[Data entries]
-- start --

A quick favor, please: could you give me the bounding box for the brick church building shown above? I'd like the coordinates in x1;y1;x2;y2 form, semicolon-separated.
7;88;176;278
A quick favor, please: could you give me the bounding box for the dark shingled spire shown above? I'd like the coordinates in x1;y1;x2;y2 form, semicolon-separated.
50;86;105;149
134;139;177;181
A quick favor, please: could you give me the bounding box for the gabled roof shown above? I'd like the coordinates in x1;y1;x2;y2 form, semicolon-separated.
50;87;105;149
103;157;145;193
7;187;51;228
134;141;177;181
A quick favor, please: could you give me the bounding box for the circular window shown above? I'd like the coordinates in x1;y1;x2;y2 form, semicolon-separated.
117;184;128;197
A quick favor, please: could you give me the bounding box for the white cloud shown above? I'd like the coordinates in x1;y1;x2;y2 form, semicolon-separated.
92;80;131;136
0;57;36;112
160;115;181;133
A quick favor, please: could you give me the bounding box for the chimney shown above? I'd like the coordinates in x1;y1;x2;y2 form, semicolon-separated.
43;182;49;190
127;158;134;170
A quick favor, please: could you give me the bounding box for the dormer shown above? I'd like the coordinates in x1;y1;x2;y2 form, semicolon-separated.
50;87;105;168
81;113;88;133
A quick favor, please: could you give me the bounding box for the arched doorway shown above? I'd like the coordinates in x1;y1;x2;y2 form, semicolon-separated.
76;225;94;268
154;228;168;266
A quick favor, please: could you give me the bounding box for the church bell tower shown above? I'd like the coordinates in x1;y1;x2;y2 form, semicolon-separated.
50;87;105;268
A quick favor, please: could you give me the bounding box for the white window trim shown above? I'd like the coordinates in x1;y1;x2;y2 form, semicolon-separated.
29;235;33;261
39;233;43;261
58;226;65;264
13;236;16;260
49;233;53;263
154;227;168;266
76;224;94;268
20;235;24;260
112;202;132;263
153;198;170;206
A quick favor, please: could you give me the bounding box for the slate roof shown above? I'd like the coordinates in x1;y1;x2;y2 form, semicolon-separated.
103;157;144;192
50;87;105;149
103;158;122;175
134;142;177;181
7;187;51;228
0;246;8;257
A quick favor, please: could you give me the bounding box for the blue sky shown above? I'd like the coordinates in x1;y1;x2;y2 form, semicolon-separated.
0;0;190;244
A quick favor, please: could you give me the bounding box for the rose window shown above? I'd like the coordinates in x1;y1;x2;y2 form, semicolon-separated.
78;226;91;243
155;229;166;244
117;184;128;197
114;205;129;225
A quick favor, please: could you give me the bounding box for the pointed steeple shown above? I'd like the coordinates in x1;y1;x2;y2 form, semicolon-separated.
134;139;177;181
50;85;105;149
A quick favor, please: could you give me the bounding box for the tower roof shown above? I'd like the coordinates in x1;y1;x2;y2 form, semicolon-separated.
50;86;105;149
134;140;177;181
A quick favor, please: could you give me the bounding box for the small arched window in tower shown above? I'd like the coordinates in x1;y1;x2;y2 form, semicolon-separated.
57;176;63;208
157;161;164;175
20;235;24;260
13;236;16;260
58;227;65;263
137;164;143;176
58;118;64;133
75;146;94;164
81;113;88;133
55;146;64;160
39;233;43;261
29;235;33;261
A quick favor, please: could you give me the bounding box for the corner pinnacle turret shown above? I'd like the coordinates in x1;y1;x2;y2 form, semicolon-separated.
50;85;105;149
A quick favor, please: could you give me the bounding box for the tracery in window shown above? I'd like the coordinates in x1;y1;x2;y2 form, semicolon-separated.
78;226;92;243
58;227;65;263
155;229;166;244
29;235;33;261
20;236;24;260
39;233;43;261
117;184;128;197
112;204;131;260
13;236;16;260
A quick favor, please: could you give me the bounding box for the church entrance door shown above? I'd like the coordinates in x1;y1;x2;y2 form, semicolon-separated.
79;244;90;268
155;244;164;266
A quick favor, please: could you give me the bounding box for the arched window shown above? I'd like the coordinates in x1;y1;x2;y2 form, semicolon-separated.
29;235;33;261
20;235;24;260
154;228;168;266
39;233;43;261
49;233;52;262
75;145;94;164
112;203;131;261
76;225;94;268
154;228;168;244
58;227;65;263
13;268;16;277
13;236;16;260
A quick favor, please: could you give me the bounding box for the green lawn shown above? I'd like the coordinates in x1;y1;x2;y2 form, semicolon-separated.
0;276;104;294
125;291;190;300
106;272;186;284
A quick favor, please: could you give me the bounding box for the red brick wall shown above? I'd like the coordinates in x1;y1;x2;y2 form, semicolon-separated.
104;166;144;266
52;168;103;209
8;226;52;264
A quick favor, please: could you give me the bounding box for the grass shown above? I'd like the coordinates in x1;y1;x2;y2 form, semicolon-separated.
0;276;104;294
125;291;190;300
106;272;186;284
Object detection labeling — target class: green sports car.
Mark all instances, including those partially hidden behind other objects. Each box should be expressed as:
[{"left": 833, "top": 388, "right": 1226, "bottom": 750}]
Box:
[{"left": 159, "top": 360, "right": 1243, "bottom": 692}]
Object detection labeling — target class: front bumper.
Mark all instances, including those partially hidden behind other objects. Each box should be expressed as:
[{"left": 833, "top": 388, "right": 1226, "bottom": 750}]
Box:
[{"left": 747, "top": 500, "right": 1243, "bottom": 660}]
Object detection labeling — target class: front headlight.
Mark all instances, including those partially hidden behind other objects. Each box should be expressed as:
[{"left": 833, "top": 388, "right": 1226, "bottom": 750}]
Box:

-- end --

(Task description): Return the lines of the records starting with the line containing "for the gabled" and going on through the line containing "0;0;190;244", both ends included, with every character reproduced unchanged.

(Exercise result):
A quick favor, please: could you give me the bounding box for the gabled roof shown above? I'd like the coordinates in x1;y1;x2;y2 form, semicolon-separated.
50;87;105;149
103;157;145;193
7;187;51;228
134;141;177;181
A quick favor, please: could you give me the bounding box for the circular window shown above? I'd like the coordinates in x1;y1;x2;y2 form, semicolon-separated.
117;184;128;197
A quick favor, please: could you give me the bounding box for the white cloud shown above? I'd like the coordinates in x1;y1;x2;y2 form, semicolon-separated.
92;80;131;136
0;57;36;112
160;115;181;133
A quick favor, please: could you give me the bounding box for the chimney shown above? I'd like the coordinates in x1;y1;x2;y2 form, semicolon-separated.
43;182;49;190
127;158;134;170
A quick favor, please: could you give me the bounding box for the dormer shown above? I'd like the coordinates in x1;y1;x2;y2 form, semicolon-separated.
50;87;105;168
81;113;88;133
A quick favor, please: could you give me the bounding box for the arched doorway shown above? I'd like the coordinates in x1;y1;x2;y2 form, semicolon-separated.
76;225;94;268
154;228;168;266
A quick favor, please: could you give me the bounding box for the church bell tower shown above? I'd like the coordinates in x1;y1;x2;y2 form, semicolon-separated.
50;87;105;268
A quick favor, please: could you give me the bounding box for the white window trim shown above? I'd like the coordinates in x1;y1;x2;y2 form, semicolon-separated.
29;235;33;261
39;233;43;261
58;226;65;264
13;236;16;260
49;233;53;263
154;227;168;266
76;224;94;268
20;235;24;260
112;202;132;263
153;198;170;206
A quick favor, please: could you give me the bounding box for the slate roof shown above? I'd like the coordinates in x1;y1;x2;y2 form, semicolon-separated.
103;157;144;192
50;87;105;149
103;158;122;175
134;142;177;181
7;187;51;228
0;246;8;257
A quick favor, please: could you give me the bounding box for the blue sky shown above? I'd like the coordinates in x1;y1;x2;y2 form, semicolon-separated.
0;0;190;244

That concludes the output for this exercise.